→ **Prompt**: Give everything from the start of the data down to the line containing "top-left (63, 81), bottom-right (69, 163)", inclusive, as a Markdown table with the columns No. and Entry, numbering each row and skipping blank lines. Omit the pictures.

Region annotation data

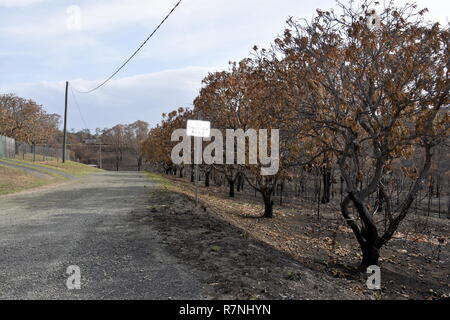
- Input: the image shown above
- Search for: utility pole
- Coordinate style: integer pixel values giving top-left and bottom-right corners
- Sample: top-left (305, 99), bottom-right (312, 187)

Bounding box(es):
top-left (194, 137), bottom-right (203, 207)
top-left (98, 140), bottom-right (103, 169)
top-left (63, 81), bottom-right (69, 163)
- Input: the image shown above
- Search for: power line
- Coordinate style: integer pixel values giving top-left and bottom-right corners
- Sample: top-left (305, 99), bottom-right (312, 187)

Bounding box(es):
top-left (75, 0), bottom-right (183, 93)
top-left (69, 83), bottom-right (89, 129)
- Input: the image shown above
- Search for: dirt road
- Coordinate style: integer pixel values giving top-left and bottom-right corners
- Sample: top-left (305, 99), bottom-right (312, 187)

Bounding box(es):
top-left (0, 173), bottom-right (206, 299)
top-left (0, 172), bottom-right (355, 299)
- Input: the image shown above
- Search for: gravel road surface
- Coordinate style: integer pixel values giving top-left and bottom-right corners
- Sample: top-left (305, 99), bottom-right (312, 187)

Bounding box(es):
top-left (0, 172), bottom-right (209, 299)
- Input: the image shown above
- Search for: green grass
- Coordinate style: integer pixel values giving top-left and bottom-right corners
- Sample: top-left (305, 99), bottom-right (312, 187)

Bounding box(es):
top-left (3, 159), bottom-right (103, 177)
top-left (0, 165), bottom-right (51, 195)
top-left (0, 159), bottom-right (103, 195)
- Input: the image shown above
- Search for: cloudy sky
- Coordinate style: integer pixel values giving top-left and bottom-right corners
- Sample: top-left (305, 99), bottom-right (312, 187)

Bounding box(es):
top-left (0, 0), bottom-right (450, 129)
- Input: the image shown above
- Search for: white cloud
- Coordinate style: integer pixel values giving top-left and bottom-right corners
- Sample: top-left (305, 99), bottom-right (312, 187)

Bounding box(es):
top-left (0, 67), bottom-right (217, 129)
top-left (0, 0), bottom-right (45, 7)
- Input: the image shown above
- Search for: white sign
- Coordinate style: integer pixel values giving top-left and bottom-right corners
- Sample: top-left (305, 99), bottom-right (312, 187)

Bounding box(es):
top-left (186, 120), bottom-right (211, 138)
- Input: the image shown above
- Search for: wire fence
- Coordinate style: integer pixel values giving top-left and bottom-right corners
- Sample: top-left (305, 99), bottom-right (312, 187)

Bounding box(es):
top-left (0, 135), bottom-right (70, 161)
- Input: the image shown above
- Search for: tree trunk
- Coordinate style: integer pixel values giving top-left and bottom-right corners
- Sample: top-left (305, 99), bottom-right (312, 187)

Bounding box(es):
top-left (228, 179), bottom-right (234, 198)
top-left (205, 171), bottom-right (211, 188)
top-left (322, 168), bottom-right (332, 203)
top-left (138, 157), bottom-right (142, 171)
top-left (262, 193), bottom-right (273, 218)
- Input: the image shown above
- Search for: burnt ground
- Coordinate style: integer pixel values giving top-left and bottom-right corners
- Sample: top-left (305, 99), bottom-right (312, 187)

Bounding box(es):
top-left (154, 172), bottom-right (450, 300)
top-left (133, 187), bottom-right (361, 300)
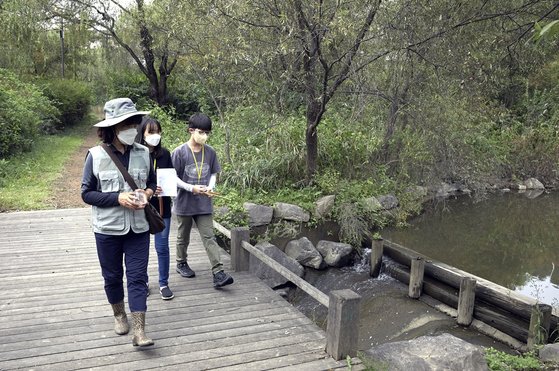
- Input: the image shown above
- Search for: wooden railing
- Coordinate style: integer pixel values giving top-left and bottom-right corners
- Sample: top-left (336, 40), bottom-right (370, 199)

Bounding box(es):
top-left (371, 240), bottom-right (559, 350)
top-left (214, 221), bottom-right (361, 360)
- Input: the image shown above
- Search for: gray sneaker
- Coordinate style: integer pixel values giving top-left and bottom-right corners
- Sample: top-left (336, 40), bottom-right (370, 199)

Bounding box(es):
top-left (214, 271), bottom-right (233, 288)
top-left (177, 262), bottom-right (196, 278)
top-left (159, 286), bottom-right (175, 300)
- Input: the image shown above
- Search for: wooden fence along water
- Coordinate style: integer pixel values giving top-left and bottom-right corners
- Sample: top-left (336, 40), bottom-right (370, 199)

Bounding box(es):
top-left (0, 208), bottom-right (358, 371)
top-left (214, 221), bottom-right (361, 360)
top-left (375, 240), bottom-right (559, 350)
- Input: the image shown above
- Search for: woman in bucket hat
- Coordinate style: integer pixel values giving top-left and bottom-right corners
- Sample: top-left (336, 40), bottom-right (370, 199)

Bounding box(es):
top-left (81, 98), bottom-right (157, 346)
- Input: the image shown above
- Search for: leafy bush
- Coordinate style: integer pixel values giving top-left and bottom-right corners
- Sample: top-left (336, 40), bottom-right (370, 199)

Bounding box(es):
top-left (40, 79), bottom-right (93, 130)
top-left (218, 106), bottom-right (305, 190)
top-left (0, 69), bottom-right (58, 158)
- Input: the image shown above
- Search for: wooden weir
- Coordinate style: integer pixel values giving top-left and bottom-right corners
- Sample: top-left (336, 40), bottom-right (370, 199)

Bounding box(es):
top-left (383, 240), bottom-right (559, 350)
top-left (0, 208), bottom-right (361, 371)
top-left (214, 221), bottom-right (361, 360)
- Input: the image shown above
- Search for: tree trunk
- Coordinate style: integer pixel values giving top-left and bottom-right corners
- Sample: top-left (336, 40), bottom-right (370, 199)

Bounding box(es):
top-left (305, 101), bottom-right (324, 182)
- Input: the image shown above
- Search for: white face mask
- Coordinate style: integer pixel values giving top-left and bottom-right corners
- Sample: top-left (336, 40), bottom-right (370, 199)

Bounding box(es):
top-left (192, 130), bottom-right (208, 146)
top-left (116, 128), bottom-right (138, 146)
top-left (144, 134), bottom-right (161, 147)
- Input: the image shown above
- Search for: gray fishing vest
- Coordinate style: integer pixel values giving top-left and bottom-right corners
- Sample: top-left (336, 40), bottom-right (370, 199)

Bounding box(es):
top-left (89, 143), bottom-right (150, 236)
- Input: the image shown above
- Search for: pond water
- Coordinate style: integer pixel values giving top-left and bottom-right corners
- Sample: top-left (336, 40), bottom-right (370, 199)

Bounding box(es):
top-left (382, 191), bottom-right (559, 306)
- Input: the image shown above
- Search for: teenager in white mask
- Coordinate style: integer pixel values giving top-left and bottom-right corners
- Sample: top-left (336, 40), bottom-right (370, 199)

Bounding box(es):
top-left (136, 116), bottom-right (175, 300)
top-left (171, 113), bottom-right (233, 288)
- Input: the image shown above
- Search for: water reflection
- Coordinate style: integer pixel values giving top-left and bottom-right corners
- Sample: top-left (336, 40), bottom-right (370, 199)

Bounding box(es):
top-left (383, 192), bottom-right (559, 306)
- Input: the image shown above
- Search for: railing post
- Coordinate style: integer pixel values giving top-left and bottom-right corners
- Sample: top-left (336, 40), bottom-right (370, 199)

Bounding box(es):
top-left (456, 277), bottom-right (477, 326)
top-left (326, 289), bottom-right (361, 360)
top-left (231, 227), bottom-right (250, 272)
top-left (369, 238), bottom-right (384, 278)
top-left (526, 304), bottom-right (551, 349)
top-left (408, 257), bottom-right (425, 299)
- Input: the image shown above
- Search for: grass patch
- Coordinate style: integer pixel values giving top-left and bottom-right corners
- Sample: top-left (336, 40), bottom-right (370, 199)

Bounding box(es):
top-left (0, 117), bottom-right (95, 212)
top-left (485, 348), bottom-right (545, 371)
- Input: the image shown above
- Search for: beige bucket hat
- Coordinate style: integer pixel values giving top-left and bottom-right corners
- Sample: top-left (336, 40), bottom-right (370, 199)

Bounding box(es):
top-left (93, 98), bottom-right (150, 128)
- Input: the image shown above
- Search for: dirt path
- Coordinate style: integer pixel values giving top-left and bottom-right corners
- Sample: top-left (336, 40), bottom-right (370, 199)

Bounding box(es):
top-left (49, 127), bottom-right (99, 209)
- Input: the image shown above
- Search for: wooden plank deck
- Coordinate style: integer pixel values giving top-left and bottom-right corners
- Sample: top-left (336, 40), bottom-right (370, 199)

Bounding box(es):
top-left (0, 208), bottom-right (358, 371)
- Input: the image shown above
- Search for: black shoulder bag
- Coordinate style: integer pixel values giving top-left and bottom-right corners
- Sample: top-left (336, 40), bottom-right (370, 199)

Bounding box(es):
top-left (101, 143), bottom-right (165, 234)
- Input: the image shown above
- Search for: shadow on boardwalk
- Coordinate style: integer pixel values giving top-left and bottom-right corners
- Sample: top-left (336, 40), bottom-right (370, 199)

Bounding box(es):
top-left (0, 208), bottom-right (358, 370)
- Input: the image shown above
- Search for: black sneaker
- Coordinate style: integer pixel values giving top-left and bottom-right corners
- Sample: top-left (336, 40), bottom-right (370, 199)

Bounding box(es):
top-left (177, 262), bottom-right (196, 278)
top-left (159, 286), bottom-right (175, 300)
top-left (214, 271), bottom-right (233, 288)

→ **Solution to this task**:
| No. | Entry |
|---|---|
| 1 | - Input: the image shown above |
| 2 | - Search for: utility pole |
| 3 | - Coordinate style: integer pixel values giving top-left and bottom-right corners |
| 4 | - Sample: top-left (305, 99), bottom-right (312, 187) |
| 5 | Bounding box(es): |
| 6 | top-left (194, 137), bottom-right (203, 207) |
| 7 | top-left (98, 140), bottom-right (103, 169) |
| 8 | top-left (63, 81), bottom-right (69, 163) |